What you are asked to do: The records below are to be repeated in full, exactly as they are.

Given records:
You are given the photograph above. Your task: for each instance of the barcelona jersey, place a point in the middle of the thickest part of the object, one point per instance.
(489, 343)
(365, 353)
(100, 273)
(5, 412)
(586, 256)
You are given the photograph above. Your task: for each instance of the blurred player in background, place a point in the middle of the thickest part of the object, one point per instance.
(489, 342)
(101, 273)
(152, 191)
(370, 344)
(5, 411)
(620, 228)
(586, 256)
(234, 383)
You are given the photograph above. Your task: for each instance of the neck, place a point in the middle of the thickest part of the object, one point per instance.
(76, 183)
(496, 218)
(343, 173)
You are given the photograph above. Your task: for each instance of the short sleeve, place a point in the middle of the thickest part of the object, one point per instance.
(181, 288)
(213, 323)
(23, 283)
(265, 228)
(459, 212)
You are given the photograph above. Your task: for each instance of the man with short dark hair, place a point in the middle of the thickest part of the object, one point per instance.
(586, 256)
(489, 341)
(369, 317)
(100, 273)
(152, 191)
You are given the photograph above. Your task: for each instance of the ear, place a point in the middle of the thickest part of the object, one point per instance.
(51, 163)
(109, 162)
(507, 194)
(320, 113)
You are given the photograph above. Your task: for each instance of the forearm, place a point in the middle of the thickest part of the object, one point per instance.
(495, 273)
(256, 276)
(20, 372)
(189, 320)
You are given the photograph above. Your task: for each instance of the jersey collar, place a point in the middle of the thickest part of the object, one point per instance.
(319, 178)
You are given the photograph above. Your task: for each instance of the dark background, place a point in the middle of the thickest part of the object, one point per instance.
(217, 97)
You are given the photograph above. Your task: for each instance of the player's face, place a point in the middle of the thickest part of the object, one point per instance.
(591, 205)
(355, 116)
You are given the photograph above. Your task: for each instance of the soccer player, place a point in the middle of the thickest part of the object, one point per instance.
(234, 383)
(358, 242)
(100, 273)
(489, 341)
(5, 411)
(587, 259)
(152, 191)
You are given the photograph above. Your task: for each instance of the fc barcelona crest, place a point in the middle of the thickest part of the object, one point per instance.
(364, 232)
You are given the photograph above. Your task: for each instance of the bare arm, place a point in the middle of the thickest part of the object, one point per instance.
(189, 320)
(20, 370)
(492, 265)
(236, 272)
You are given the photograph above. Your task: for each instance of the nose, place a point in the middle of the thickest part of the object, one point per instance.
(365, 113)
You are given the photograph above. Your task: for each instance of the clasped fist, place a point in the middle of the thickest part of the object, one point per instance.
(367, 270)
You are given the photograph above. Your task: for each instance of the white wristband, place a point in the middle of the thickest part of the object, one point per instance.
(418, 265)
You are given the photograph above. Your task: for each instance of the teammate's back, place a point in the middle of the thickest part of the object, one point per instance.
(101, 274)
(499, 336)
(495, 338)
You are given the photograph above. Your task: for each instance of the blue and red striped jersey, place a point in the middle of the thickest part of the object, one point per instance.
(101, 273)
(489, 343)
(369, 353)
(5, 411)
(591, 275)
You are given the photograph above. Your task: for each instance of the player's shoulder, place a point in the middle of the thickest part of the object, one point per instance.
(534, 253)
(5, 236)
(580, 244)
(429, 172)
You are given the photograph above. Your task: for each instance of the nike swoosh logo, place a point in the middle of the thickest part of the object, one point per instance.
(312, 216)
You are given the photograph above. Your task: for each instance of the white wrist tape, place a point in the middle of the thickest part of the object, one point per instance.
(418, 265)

Result:
You are given the photograph above. Your task: for each instance of the barcelona jersey, place a point in the middle of the thickest part of the object, one point per instance.
(489, 343)
(365, 353)
(100, 273)
(5, 412)
(586, 256)
You are given the photograph above. Your task: for each instance of the blurred player in background, place a point in the middle of the thickest part of the object, one point per instance.
(489, 342)
(101, 273)
(152, 191)
(370, 344)
(5, 411)
(620, 228)
(586, 256)
(234, 383)
You are given the photograph above. Your task: for each instance of the neck, place a point in the middle of the thickest part of the object, one point per instance.
(76, 183)
(496, 218)
(343, 173)
You are given the photograph above. Your task: for each instance of the short sleeve, place a point in the middle of the thickest part of the object, one point per instance.
(181, 288)
(213, 323)
(23, 283)
(265, 228)
(459, 212)
You are given the photograph above. Your task: for each instance of the man with short dark hair, place a point in the middle of the thickest part of the object, one point per instance.
(586, 256)
(489, 341)
(369, 317)
(100, 273)
(152, 191)
You are given the photograph above. Your task: for each instance of the ear, place a point in the middle of the thickest part of the object, one point per instance.
(51, 163)
(109, 162)
(507, 194)
(320, 113)
You are given the photograph above. Your task: for each instance of the forearm, place a point in the middle of the thickest part of the object, one point per instance.
(495, 273)
(256, 276)
(20, 372)
(189, 320)
You are given the photograph above. Your task: for each instance of the jersey collar, place a point in the middle of the thickest part of the object, one point per instance.
(319, 178)
You are given the photograph above. Your task: for each instance of the dark background, place a point in the middle of the thickest part of the object, one point per instance.
(217, 97)
You are given the photograph above. Your task: for each instance of the player's face, place a point in the middle of the thickest part of the object, one point per instance.
(591, 205)
(355, 116)
You are given the photograph above. Your task: for each instance of the soccer player, place a point in the middle of the thickest part of the object, one point per instance.
(234, 383)
(358, 242)
(100, 273)
(489, 341)
(5, 411)
(587, 259)
(152, 191)
You are given the photograph above. Your task: for each instance of the fc barcelona crest, place a point in the middle of the thickest part of the object, one point per instance.
(364, 232)
You are given the photograph above. Your task: for each instance of the bare arm, place a point in the middle of the thickest part of the object, one point per instance.
(189, 320)
(20, 370)
(492, 265)
(236, 272)
You are given the photograph above. Your task: for each instance of the nose, place a point in the middle of the thickest part of the object, one point per instance.
(365, 113)
You are given the photograph above. Your task: for each instance of the clasped fist, place a point in the middle of the thickest part of the object, one point per instance.
(367, 270)
You are given the photograph above. Your task: for each instance of the white wristband, place a point in the middle of the thickest part of the object, one point per instance.
(418, 265)
You are given the photograph above. Your task: for each instance of the teammate's back, place a point in the middle of the thickest part of the object, one point per instance.
(101, 274)
(499, 336)
(495, 338)
You are given the photograph above. Your task: for each instance of the blue and red striped jersey, place a point in the middle of the thickest part of the object, one point per instance.
(101, 273)
(489, 343)
(369, 353)
(5, 411)
(591, 275)
You are given the photograph above. Your task: for each instance of the player's shoulder, place a point in the middle of the thickest part of the object, one point per instance.
(534, 253)
(5, 236)
(580, 244)
(429, 172)
You are given the photograph above. Your task: for each instance of the nike swoosh logo, place a point in the middle of the thickest part of the object, one point per instance.
(312, 216)
You are given the photograph above. Your task: for each instance of the white wrist tape, place a point in the middle of the thickest part of the object, one point per instance.
(418, 265)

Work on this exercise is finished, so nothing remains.